* _Source passage_:
==============================

BookmarkSubscribeRSS Feed
🔒 This topic is solved and locked. Need further help from the community? Please sign in and ask a new question.
Tucky
Obsidian | Level 7

Hi,

 

I am currently doing some address parsing/token creation using regular expressions.

I am looking for ways to improve my speed in the validation code. I think nesting the CASE statements or an effective DO loop could improve things.

Below is the PROC SQL and the alternate data step, however I think there might be faster ways. I have some attempting sub setting, however I need something tighter / dynamic or easy to edit.

Once a match is found, I would like to exclude those observations from the next PRXMATCH, and so on and so on until I can identify the matches by match type, and also the non matches. The parsing code post validation runs smoothly and quickly, so I am bottlenecked at this stage.

Any assistance would be greatly appreciated.

 

The SQL is like so -

 

PROC SQL;

CREATE TABLE ADDRESS_VALIDATE AS

SELECT DISTINCT

ADDRESS,

(CASE WHEN PRXMATCH ("/&AD_PATTERN_1/",ADDRESS)

==============================

* _Listed entries_:
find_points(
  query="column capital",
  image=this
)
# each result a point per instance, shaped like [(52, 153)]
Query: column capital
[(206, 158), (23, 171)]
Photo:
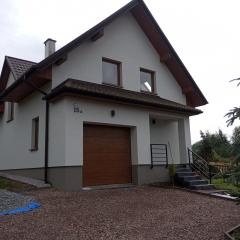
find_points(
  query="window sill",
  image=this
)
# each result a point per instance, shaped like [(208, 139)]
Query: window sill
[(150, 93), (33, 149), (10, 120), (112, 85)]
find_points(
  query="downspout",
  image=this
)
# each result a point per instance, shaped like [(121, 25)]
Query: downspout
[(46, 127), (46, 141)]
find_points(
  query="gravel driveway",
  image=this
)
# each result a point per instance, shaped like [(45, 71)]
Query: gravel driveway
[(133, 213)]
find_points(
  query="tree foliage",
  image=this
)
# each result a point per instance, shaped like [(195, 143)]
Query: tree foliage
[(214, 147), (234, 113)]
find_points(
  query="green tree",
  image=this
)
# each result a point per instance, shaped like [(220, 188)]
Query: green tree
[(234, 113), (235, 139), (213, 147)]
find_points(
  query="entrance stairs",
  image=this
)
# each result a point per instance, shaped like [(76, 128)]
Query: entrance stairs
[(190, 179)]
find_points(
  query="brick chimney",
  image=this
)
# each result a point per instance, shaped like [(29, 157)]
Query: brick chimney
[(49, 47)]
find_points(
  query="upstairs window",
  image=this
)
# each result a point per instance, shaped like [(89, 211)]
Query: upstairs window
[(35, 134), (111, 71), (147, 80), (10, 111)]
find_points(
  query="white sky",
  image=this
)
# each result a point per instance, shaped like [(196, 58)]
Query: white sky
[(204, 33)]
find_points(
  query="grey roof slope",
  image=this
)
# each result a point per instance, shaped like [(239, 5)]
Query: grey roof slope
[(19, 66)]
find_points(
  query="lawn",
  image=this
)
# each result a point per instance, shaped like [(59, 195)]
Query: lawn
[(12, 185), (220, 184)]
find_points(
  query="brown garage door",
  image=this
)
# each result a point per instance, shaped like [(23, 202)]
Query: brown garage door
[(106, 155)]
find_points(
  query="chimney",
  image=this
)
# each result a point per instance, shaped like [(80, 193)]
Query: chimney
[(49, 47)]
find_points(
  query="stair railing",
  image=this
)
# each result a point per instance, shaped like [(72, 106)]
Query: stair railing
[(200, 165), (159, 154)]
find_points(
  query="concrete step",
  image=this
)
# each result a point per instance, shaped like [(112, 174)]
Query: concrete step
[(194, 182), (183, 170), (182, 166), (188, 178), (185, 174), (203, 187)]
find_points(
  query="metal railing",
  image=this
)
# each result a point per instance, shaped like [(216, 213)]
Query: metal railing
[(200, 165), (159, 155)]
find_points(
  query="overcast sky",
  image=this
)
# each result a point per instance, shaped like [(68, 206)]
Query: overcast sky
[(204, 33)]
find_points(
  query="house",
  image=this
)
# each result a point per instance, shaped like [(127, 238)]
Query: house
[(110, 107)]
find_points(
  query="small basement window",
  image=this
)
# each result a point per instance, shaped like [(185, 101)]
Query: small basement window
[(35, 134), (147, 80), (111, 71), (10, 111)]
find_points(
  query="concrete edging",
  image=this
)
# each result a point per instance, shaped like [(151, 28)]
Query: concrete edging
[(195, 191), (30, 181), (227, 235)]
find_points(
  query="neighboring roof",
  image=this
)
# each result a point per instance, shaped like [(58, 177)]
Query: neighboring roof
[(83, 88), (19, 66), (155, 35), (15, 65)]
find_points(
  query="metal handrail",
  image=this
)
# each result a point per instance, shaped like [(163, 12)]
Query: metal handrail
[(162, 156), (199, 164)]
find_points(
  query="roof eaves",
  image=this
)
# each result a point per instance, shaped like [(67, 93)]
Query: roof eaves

==============================

* _What you have to do_:
Carry the forum post on speeding up PRXMATCH address validation forward from its last line, extending the PROC SQL CASE statement it had started.

* _Exercise response_:
    THEN 'Y' ELSE '' END) AS PATTERN_A1,

 

(CASE WHEN (CALCULATED PATTERN_A1) IS MISSING AND

    PRXMATCH ("/&AD_PATTERN_2/",ADDRESS)

      THEN 'Y' ELSE '' END) AS PATTERN_A2

 

FROM ADDRESS

;quit;

 

I believe it runs slowly due to the continuous passes over the variable when we already have a match. I have done some ranking and the first PRXMATCH is the highest result.

 

I tried to use the data step

 

data ADDRESS_VALIDATE;

set ADDRESS;

ADPATTERN_A1 = prxparse("/&AD_PATTERN_1/");

ADPATTERN_A2 = prxparse("/&AD_PATTERN_2/");

MATCH = 'N';

 

if PRXMATCH (ADPATTERN_A1,ADDRESS) then do;

  PATTERN_A1 = 'Y';

  MATCH = 'Y';

end;

 

call prxfree (ADPATTERN_A1);

 

if MATCH = 'N' then do;

 if PRXMATCH (ADPATTERN_A2,ADDRESS) then do;

   PATTERN_A2 = 'Y';

   MATCH = 'Y';

 end;

end;

 

call prxfree (ADPATTERN_A2);

DROP ADPATTERN_A1-ADPATTERN_A2;

run;

 

 

but not much difference in run time.

 

1 ACCEPTED SOLUTION

Accepted Solutions
Patrick
Opal | Level 21

@Tucky

You're compiling the RegEx for every single iteration in your data step. That's why it's slower than the SQL.

Use code as below instead or have the RegEx directly inside the PRXMATCH() function - may be also adding the "o" switch to the RegEx definition. In doing so you also won't need the PRXFREE() calls anymore.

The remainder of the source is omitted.